▶ Exercise details
From the entries below, pull out and copy every line that contains the string "white". Case counts, so a line matches only if the capitalization is the same.

▶ Source records

──────────────────────────────

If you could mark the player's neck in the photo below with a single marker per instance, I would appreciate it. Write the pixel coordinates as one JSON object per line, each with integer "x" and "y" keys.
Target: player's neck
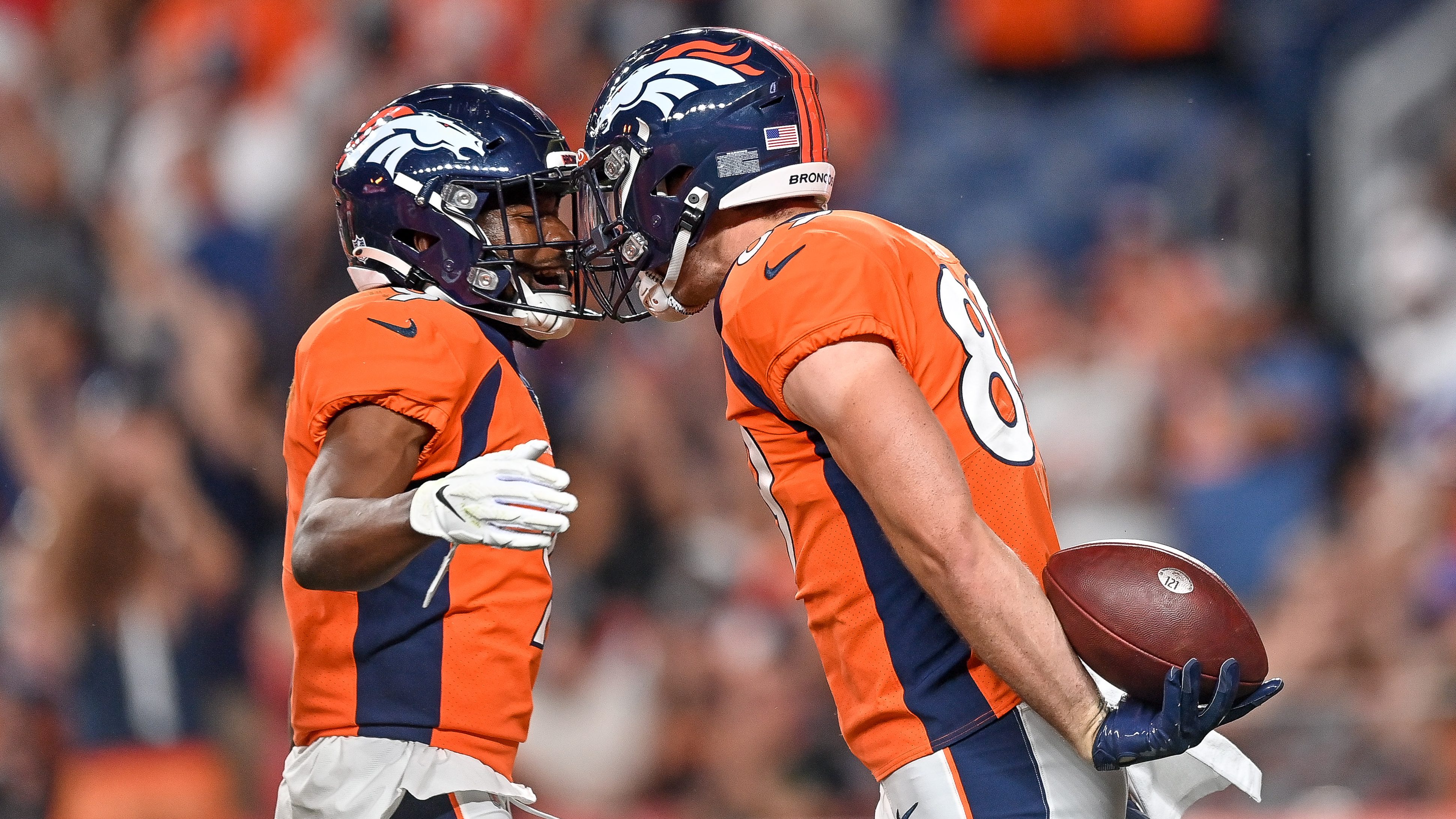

──────────────────────────────

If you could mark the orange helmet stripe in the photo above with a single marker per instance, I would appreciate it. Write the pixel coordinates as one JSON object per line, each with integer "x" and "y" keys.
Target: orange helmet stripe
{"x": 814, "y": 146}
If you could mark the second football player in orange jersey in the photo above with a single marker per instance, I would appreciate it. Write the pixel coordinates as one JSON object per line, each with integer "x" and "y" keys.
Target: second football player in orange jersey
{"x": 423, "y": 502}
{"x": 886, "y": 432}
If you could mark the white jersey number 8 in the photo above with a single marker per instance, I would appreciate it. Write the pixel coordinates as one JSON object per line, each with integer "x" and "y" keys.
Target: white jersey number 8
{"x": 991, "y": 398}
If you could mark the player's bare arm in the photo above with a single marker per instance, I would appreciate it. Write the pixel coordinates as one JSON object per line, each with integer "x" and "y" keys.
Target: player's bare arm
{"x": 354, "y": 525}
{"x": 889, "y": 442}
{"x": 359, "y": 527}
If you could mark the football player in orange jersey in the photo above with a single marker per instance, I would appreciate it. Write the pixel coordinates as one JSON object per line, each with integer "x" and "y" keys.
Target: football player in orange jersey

──────────────────────────────

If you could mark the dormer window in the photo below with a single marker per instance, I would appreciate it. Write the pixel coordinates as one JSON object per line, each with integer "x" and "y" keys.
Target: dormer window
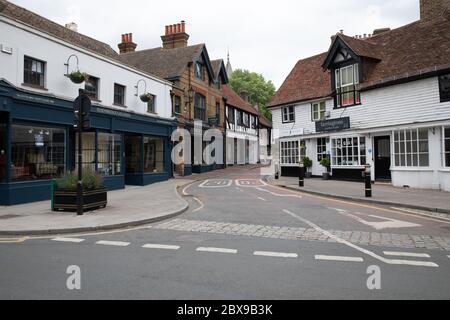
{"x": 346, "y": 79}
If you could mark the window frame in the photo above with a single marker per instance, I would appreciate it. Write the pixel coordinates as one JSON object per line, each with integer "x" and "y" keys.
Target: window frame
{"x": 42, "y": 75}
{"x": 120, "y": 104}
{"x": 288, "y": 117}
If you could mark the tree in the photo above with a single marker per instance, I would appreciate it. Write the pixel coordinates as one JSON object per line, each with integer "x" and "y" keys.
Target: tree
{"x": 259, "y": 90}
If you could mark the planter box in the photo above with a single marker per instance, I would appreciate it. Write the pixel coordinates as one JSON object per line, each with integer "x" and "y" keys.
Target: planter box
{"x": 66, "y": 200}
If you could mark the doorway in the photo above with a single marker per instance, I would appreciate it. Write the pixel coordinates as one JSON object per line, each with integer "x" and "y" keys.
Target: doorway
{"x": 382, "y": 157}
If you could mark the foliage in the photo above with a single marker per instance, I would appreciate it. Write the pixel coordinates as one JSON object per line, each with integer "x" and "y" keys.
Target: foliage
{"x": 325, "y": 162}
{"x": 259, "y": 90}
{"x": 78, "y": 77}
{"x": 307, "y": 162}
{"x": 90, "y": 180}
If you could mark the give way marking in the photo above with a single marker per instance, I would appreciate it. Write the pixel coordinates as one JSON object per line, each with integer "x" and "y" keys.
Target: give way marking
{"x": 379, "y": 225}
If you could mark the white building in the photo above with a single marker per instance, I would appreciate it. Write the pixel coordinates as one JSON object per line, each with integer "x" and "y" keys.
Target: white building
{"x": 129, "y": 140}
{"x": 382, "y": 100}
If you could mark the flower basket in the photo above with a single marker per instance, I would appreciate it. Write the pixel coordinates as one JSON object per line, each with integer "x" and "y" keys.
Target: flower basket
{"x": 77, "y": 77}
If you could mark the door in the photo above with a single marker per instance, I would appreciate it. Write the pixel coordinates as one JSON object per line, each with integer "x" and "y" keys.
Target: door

──────────────────────────────

▶ Answer to this task
If you could mark the white jersey number 8 in the photo above with a single marker per instance, I would appreciate it. Write the pixel coordinates as one JSON object per line, each with integer "x" and "y" keys.
Target: white jersey number 8
If you could mark the white building in the photo above with a single marker per instance, I would appreciate it. Write the pixel coordinates as one JSON object per line, each with integer "x" and "y" keys.
Target: white building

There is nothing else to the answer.